The cake was baked and purchased a week ago for a graduation party. The party has come and gone and so have those friends for which the cake was made.
I remember when our friendship was new. Like the icing, it was enticing. We were just getting to know each other then, so every moment was precious. Every moment was sweet.
It was once moist too. Our friendship had been moist at one point. No one had hardened to anyone else. We were all vulnerable, open, ready to crumble. And willing. It was like we were each asking for someone to stick a fork into our individual lives, to divide it and figure out what each was filled with. What makes you you? What makes me me? How are we different? And what do I like about you?
There was a message on the cake that looked permanent. Written with frosting, the word “Congratulations.” Embroidering the edges, blue and green flowers. But they are broken into. Those images that took so long to create. The picture that intended to live on. The message appearing to be unchanging, until we each took a slice. To partake, the picture must be broken. The flower must be cut, the message disconnected. And time will make the edges harden.
It was excitement that made our hearts tender, and the anticipation of friendship. The romance of it. The freshness. And then we realize that people grow and change and make mistakes. And people will disappoint because people cannot be perfect. And we grow apart. This piece from that one. This other from that. Until we are separate pieces, hardening on the outside.
I wanted to enjoy a piece of this cake today, but I noticed that mold had been growing. A green circle I thought may have been a stray pedal turned out to be the beginnings of a bacterial outbreak. Nature is changing the cake. Nature is reminding me that we cannot stay the same, and that it’s better this way.
How absolutely unnatural is it for a cake to remain the same?! It’s like a Twinkie in its wrapper; how will you know when it’s fresh? Fake friendships are like this overly processed, chemically complicated Twinkie cake. It is unoriginal and predictable, unnaturally enhanced and not really all that good for you. But our friendship has been made from the finest stuff, from things that expire and change.
I’m glad I’m not the same today as yesterday. I’m glad you aren’t either. I’m glad that when I cut deeper, I saw how we were different. I’m glad to know that our time together in college was real. We did not smooth over fractures, sever off the hard parts. We realized that we can grow apart, go our separate ways, all the while remembering when we were one whole cake.
aww David this makes me so sad but its so great at the same time, bitter sweet I guess. I never looked at change this way, you are a very taleted writer and you will ALWAYS be my friend!!

Spatial localization data:
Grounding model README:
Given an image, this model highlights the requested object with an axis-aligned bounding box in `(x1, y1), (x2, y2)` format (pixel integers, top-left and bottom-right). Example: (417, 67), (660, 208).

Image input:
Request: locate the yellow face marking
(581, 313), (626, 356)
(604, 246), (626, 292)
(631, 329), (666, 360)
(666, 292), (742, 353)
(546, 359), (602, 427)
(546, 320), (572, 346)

▸ Actions to take
1 – Translate this sentence from the essay about the graduation cake into Spanish: "Nature is changing the cake."
2 – In the essay about the graduation cake, what word was written in frosting on the cake?
3 – Sum up the essay about the graduation cake in two sentences.
Use only the essay about the graduation cake to respond.

▸ Results in order
1 – La naturaleza está cambiando el pastel.

2 – "Congratulations"

3 – A cake bought a week earlier for a graduation party, now hardening and growing mold, is compared to a friendship that began fresh and sweet but grew apart as people changed and made mistakes. The writer is glad that neither friend stays the same, that their time together in college was real, and that they can go separate ways while remembering when they were one whole cake.